Pull out every line in the data below that contains the word "hair", and copy each one in full.

"""

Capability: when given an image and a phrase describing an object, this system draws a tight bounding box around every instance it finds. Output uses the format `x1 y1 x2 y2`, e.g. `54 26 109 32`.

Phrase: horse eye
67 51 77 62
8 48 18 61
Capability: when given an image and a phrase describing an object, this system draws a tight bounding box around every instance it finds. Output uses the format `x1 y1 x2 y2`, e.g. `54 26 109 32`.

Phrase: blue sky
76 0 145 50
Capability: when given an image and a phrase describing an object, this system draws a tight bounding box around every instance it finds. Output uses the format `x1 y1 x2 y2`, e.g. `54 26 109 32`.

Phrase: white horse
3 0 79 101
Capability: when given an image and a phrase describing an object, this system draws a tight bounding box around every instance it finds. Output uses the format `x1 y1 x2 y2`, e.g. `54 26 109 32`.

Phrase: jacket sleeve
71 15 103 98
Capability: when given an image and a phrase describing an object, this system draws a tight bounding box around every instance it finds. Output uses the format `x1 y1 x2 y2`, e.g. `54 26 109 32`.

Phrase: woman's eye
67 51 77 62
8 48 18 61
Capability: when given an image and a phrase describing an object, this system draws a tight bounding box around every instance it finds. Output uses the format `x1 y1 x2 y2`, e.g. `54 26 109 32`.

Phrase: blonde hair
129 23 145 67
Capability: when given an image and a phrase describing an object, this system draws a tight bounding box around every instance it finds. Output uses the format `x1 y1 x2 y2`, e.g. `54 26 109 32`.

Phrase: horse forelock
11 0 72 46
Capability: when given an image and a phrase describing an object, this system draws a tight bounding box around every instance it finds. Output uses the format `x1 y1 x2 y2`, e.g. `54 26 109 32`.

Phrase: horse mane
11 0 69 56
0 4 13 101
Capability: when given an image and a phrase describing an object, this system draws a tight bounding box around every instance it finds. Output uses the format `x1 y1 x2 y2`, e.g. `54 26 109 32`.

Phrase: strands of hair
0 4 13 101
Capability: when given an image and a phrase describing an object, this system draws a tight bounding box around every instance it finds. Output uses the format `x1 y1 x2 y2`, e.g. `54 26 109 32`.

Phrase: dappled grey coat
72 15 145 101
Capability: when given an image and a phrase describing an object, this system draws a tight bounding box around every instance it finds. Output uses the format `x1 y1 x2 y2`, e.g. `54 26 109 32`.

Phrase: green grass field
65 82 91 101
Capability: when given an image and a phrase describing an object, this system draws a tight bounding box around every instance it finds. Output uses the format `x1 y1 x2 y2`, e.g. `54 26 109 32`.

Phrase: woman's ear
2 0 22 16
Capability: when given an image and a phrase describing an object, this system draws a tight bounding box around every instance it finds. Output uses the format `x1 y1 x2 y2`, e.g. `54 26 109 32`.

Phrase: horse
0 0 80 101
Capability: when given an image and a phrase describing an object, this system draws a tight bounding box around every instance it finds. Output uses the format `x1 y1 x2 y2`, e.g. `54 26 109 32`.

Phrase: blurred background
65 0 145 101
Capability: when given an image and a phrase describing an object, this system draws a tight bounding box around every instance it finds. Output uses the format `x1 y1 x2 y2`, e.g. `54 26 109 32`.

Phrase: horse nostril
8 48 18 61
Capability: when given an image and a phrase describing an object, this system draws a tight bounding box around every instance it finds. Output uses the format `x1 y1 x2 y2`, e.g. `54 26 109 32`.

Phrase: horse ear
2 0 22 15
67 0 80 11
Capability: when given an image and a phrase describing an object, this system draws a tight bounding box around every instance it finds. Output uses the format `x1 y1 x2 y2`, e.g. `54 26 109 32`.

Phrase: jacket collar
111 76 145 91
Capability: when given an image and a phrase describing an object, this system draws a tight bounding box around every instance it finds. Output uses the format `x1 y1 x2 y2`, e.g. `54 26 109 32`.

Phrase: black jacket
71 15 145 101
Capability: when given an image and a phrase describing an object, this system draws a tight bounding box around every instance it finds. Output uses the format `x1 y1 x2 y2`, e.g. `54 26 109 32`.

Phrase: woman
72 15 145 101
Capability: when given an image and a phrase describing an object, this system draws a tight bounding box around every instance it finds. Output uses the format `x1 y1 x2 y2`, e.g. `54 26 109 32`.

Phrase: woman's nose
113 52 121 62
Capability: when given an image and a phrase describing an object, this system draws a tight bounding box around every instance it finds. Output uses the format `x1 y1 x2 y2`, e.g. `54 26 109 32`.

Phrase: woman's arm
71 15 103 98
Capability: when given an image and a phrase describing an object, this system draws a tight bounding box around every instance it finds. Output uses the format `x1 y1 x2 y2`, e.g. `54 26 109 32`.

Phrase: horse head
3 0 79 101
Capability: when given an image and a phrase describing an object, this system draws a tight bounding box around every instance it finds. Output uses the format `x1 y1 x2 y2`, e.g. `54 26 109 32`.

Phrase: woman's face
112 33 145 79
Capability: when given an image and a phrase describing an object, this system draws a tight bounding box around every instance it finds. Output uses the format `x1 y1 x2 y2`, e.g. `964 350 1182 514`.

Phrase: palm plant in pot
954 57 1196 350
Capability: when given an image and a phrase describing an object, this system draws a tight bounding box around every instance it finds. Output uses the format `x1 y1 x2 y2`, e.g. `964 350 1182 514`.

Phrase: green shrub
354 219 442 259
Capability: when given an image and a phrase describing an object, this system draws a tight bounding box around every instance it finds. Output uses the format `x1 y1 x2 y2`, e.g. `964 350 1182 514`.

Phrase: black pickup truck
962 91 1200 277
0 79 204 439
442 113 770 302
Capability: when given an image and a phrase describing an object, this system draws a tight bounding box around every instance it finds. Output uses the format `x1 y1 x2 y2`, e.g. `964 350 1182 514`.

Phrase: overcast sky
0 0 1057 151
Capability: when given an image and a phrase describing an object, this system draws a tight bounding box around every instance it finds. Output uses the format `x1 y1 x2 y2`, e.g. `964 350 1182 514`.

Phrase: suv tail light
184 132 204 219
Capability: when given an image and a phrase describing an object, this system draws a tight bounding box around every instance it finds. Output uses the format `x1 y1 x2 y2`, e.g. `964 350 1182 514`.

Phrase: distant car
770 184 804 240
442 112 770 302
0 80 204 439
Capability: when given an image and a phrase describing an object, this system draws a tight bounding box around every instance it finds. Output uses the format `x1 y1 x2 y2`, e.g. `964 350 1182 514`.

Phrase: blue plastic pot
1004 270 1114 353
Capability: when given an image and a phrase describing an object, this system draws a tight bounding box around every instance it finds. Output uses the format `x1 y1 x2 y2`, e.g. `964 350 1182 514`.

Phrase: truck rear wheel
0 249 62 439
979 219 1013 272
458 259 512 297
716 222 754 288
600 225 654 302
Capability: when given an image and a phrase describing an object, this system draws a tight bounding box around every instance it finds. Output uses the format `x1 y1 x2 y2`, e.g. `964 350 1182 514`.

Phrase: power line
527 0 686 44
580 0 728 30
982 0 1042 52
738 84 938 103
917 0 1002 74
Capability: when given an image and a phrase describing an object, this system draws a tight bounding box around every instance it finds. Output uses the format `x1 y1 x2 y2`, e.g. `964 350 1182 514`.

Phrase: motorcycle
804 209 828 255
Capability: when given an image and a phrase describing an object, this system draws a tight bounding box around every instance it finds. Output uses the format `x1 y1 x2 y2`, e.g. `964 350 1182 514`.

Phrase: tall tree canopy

"""

Task output -
Phrase: blonde hair
Phrase: strands of hair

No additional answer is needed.